• Raw records:

"""

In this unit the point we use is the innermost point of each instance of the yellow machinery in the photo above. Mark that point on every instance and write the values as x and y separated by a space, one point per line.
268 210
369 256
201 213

"""
"""

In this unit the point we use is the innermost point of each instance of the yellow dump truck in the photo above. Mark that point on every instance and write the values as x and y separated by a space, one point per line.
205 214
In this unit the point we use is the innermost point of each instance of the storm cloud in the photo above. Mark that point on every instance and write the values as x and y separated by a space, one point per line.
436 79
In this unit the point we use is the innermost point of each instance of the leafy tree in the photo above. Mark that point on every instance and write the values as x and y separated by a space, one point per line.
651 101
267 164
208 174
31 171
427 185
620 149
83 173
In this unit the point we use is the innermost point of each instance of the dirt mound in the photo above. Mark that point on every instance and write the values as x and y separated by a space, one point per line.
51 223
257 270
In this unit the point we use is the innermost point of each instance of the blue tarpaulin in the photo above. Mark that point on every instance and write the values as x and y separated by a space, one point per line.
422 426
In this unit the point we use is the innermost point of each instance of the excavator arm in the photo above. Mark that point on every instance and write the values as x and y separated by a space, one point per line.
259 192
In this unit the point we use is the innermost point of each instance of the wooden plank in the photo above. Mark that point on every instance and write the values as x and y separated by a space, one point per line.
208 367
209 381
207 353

"""
"""

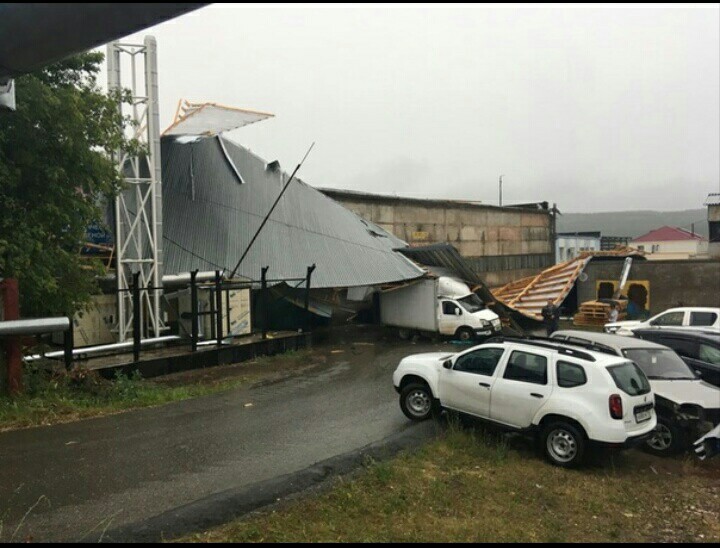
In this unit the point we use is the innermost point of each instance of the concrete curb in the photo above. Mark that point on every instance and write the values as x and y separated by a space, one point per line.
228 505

"""

How many lines in the data above contain the string "truck"? Reply with the number alone.

• Correct answer: 1